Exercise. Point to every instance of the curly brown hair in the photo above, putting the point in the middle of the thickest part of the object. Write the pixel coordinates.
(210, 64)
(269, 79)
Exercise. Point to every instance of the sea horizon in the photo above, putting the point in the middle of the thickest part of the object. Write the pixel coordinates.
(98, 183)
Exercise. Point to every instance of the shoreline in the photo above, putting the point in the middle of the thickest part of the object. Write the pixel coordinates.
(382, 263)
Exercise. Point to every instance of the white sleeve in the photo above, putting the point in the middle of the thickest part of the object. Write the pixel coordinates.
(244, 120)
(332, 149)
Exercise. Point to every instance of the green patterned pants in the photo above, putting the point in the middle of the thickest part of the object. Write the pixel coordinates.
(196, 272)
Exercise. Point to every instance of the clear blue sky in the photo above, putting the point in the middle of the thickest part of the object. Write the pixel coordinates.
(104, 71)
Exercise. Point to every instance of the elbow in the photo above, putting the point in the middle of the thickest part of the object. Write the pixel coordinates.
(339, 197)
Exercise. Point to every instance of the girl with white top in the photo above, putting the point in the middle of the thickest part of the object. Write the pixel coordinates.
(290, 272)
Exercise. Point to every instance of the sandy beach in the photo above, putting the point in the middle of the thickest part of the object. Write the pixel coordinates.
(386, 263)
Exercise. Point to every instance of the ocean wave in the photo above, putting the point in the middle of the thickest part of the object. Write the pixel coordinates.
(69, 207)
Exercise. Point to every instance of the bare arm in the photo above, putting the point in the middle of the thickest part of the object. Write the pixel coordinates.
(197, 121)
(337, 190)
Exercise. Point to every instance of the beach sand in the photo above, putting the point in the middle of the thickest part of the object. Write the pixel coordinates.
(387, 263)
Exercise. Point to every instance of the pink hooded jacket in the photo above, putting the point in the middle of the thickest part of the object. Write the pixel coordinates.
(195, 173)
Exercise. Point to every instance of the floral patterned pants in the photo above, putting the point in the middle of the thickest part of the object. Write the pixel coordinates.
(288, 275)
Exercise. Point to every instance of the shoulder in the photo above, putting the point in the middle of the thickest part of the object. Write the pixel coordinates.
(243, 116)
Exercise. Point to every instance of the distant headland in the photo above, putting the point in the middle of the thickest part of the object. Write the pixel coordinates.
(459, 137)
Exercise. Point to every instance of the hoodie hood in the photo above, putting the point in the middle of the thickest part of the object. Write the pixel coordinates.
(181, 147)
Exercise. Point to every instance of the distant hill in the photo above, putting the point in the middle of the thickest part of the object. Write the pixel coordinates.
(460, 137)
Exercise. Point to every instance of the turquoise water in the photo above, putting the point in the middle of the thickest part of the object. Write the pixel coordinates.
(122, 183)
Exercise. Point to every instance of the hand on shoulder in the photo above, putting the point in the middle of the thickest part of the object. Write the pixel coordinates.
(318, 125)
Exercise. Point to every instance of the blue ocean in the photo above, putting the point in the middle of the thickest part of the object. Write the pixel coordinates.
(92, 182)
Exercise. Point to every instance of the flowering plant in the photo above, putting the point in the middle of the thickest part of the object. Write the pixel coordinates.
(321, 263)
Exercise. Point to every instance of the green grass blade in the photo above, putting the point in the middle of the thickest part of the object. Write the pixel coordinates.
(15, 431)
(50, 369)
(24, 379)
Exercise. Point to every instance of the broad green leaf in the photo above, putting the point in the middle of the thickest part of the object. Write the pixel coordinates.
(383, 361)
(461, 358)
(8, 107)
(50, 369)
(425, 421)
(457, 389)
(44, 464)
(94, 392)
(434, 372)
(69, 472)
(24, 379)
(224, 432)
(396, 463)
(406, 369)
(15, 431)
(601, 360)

* _What needs to be done_: In the records above, locate the line that contains "Exercise. Point to every instance of the hoodie". Repeat it and every line after it, exactly, and nothing else.

* _Solved exercise_:
Exercise. Point to every instance of the hoodie hood in the photo above, putting the point in the middle of the thickest part of the object. Write the pixel coordinates.
(181, 147)
Exercise. Point to every instance of the distant hill in the photo above, putting the point in the middle of the thickest part of the object. Write the pixel coordinates.
(460, 137)
Exercise. Point to every instance of the turquoise water in the photo above, putting the point in the middle of the thickest part of the object. Write the pixel coordinates.
(122, 183)
Exercise. Point to every instance of the hand on shoulder in the photo above, putting the point in the middle of the thickest part of the object. Write the pixel coordinates.
(318, 125)
Exercise. Point to every instance of the blue ocean in the photo above, putting the point in the middle of the thickest part of the object. Write the pixel coordinates.
(92, 182)
Exercise. Point to every instance of the flowering plant in the photo above, putting the point in the middle of the thickest part of the object. Write the pixel coordinates.
(321, 263)
Exercise. Point to every instance of the green grass blade in the photo above, putting the point in the middle of the thickest part of the object. Write the pixel coordinates.
(15, 431)
(50, 369)
(24, 379)
Exercise. Point to every instance of the broad green leaf in the photo above, putting the point in the middle of the thickest part of the object. Write the pixel coordinates.
(383, 361)
(461, 358)
(8, 107)
(50, 369)
(425, 421)
(457, 389)
(44, 464)
(94, 392)
(434, 372)
(69, 472)
(24, 379)
(224, 432)
(396, 463)
(406, 369)
(15, 431)
(601, 360)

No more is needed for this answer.